__Given text__
Chaos in the Old World was the area-control predecessor to Blood Rage. It’s an asymmetrical game where players took on the roles of gods seeking to corrupt and enslave the world. In some ways, it’s superior to his Viking masterpiece, except for one: It’s no longer on retail shelves.
When Fantasy Flight Games ended its partnership with Games Workshop, it meant the end of production of Chaos in the Old World. Whether or not Fantasy Flight retools the game’s mechanisms into a different theme remains to be seen, but there are still copies of CitOW that can be tracked down on the secondary market.
I recently scored one of those copies, so let’s take a closer look at why this game is so this highly regarded sought-after.
Players take on the roles of four Ruinous Powers, aka the Gods of Chaos: Khorne, Nurgle, Tzeentch, and Slaanesh. From Khorne’s thirst for battle and death or Nurgle’s appetite for filth and disease to Tzeentch’s manipulating ways or Slaanesh’s penchant for pain and pleasure, you’re not exactly playing with the most wholesome of characters.
Right off the bat, you’re thrown into this world of demons and slayers and your goal is to annihilate the human uprising from the Old World, sending them into oblivion. You’ll earn victory points for dominating the regions in the Old World and the first to 50 points wins the game.

__The data__
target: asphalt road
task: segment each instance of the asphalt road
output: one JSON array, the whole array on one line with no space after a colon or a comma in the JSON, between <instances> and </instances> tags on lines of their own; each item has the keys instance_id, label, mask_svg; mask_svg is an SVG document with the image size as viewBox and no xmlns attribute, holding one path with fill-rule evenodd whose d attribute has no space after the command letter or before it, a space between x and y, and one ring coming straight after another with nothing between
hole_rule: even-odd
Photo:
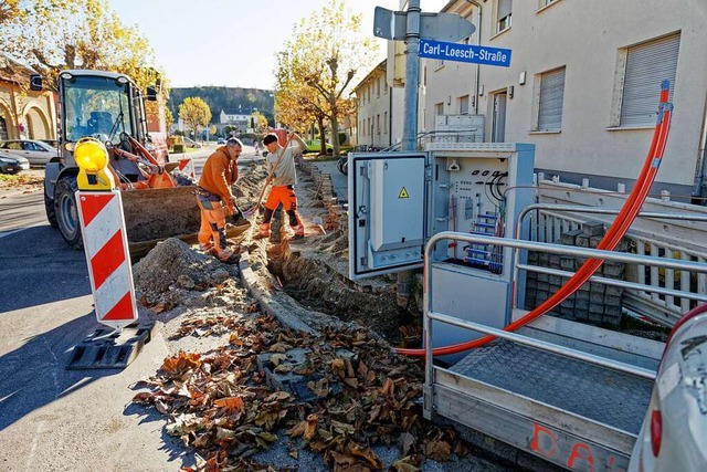
<instances>
[{"instance_id":1,"label":"asphalt road","mask_svg":"<svg viewBox=\"0 0 707 472\"><path fill-rule=\"evenodd\" d=\"M199 172L212 150L188 154ZM102 325L84 253L49 225L39 189L0 195L0 287L1 470L193 465L163 418L130 403L131 386L168 354L159 333L125 369L66 370L73 347Z\"/></svg>"}]
</instances>

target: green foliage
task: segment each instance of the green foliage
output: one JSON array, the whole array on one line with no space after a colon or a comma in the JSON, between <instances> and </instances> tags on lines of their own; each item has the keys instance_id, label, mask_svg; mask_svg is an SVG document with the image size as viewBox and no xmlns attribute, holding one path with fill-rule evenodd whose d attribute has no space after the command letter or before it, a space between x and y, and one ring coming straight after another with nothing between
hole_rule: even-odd
<instances>
[{"instance_id":1,"label":"green foliage","mask_svg":"<svg viewBox=\"0 0 707 472\"><path fill-rule=\"evenodd\" d=\"M0 44L44 75L52 86L63 69L118 72L140 88L165 74L147 38L125 25L107 0L0 0Z\"/></svg>"},{"instance_id":2,"label":"green foliage","mask_svg":"<svg viewBox=\"0 0 707 472\"><path fill-rule=\"evenodd\" d=\"M356 76L368 72L377 49L371 38L361 34L360 25L361 15L347 11L345 0L333 0L302 20L277 54L278 117L297 128L315 122L321 128L328 120L335 154L339 153L338 124L355 109L347 92Z\"/></svg>"},{"instance_id":3,"label":"green foliage","mask_svg":"<svg viewBox=\"0 0 707 472\"><path fill-rule=\"evenodd\" d=\"M187 129L196 134L199 128L207 126L211 122L211 111L203 99L187 97L179 105L179 118L184 122Z\"/></svg>"}]
</instances>

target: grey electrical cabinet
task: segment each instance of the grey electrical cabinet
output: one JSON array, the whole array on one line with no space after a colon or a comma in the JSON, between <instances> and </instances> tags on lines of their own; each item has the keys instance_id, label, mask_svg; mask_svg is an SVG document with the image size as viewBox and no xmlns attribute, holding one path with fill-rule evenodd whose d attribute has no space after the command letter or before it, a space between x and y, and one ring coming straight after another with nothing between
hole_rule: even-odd
<instances>
[{"instance_id":1,"label":"grey electrical cabinet","mask_svg":"<svg viewBox=\"0 0 707 472\"><path fill-rule=\"evenodd\" d=\"M528 144L434 143L420 153L352 153L348 159L352 280L421 268L426 241L442 231L514 238L519 212L532 203L535 147ZM502 247L437 243L428 261L432 308L506 326L511 297L525 297L513 264L514 254ZM434 346L475 337L433 323Z\"/></svg>"},{"instance_id":2,"label":"grey electrical cabinet","mask_svg":"<svg viewBox=\"0 0 707 472\"><path fill-rule=\"evenodd\" d=\"M352 280L422 265L430 191L426 172L424 153L349 155Z\"/></svg>"}]
</instances>

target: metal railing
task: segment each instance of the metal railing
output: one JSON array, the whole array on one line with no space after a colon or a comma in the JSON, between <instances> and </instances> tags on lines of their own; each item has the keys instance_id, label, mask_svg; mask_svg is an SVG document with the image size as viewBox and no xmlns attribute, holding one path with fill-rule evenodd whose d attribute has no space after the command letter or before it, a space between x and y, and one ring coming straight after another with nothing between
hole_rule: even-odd
<instances>
[{"instance_id":1,"label":"metal railing","mask_svg":"<svg viewBox=\"0 0 707 472\"><path fill-rule=\"evenodd\" d=\"M519 250L530 250L530 251L542 251L542 252L553 253L553 254L572 255L572 256L579 256L579 258L585 258L585 259L601 259L605 261L623 262L627 264L642 264L646 266L663 268L666 270L671 269L671 270L687 271L690 273L707 274L707 263L701 263L701 262L665 260L661 258L653 258L653 256L646 256L641 254L601 251L597 249L577 248L572 245L548 244L548 243L541 243L541 242L521 241L517 239L483 237L478 234L460 233L460 232L452 232L452 231L444 231L444 232L434 234L430 239L430 241L426 243L424 249L425 290L423 291L423 306L424 306L423 324L424 324L425 388L426 389L433 388L433 378L434 378L433 377L434 364L433 364L433 353L432 353L432 349L433 349L432 321L451 324L453 326L461 327L464 329L494 335L499 338L508 339L514 343L520 343L526 346L551 352L551 353L559 354L573 359L599 365L602 367L608 367L613 370L627 373L634 376L644 377L648 379L655 378L655 371L650 369L644 369L626 363L621 363L621 361L604 358L601 356L595 356L595 355L583 353L581 350L572 349L566 346L560 346L557 344L538 340L528 336L492 328L489 326L481 325L478 323L468 322L468 321L445 315L443 313L434 312L432 310L432 303L433 303L432 273L433 271L430 268L430 261L432 261L432 253L435 249L436 243L443 240L464 241L471 244L479 243L479 244L493 244L498 247L507 247L516 251L516 258L517 258L517 254L519 253L518 252ZM527 271L532 271L532 270L536 270L537 266L524 266L523 269ZM694 298L694 294L692 293L680 293L680 296Z\"/></svg>"},{"instance_id":2,"label":"metal railing","mask_svg":"<svg viewBox=\"0 0 707 472\"><path fill-rule=\"evenodd\" d=\"M515 229L515 238L520 237L520 229L527 214L531 214L532 218L529 239L537 242L557 241L561 238L562 233L580 229L582 223L587 222L585 218L561 214L567 212L618 214L620 210L553 203L531 204L523 209L519 213ZM694 213L641 211L639 217L673 221L707 222L707 216ZM707 263L707 252L661 240L657 235L648 238L629 232L624 238L632 241L633 249L637 254L665 260ZM698 242L696 241L696 243ZM525 269L525 266L520 266L520 269ZM545 273L550 272L545 271ZM551 274L567 276L566 273L560 272L552 272ZM625 307L663 324L672 325L682 313L687 312L692 307L690 300L707 300L707 275L705 274L694 275L686 271L675 271L674 269L661 271L656 266L648 268L639 264L633 271L627 273L626 279L627 283L624 284L615 283L616 281L608 282L609 280L603 280L603 282L627 289L629 292L625 293L624 301ZM592 277L591 281L598 282L599 279ZM671 283L671 281L673 283ZM679 286L679 290L675 290L676 286ZM645 290L645 287L650 287L650 290ZM680 294L684 293L693 293L695 296L693 298L680 296Z\"/></svg>"}]
</instances>

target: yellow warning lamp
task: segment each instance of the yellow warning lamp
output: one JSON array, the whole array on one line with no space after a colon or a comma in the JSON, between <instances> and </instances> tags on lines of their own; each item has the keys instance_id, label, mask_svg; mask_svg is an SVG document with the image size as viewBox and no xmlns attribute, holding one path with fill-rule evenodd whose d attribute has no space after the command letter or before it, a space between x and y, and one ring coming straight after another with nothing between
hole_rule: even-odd
<instances>
[{"instance_id":1,"label":"yellow warning lamp","mask_svg":"<svg viewBox=\"0 0 707 472\"><path fill-rule=\"evenodd\" d=\"M96 138L81 138L74 148L74 160L78 166L76 186L78 190L113 190L115 180L108 171L108 150Z\"/></svg>"}]
</instances>

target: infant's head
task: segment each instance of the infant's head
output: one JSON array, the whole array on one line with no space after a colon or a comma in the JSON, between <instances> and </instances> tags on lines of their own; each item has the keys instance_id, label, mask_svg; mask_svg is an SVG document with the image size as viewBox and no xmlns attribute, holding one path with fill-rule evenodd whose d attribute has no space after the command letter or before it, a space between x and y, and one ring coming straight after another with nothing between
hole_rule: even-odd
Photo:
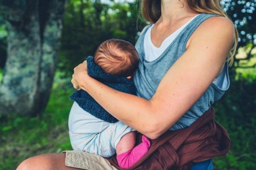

__What the task asks__
Pick up the text about Chaos in the Old World after its last sentence and continue it. The lines have no part in this work.

__Response area__
Like Blood Rage, the player boards in Chaos in the Old World show exactly what you can do on your turn. You’ll pay a Power cost for playing certain cards and you’ll upgrade your figures (Cultists, Warriors, and Greater Daemons) to improve your chances during battle.
After drawing an Old World card that may change game conditions for that round, you’ll draw your personal Chaos cards. Next, you’ll either play a Chaos card or summon one of your figures onto a region. Players then fight over regions in the Old World. Dice are rolled, with any modifiers from a region’s Chaos cards, and hits are assigned.
After a battle is resolved, whoever has the most figures (modified by any Chaos cards) dominates that region. Score higher than the region’s Resistance (oh, those pesky humans) and you’ll score those precious victory points.
Finally, each Cultist remaining in a region will earn that God’s corruption token. If there are 12 corruption tokens there, then the region is ruined and out of the game. Way to go, you Ruinous God, you!
So, like Blood Rage, CitOW focuses on area control. However, what separates CitOW from Blood Rage is its asymmetry, as each Ruinous God plays differently. They also have their own unique Threat to the Old World, tracked on the board’s dials with each God having its own conditions for movement. Advance your dial to its last space and you automatically win the game!
It’s this asymmetry that’ll appeal to gamers and you can choose the character that fits your style of play. Khorne wants to fight, since they get to extra dice in battle. They’ll also want to focus on moving their Threat dial. Nurgle, on the other hand, gets to summon figures for cheap and wants to dominate regions for victory points each round. Tzeentch draws and replaces cards easier than the other Gods, and they can win with either victory points or via their Threat dial. Finally, Slaanesh is known for their flexibility and can easily adapt to their opponents’ moves.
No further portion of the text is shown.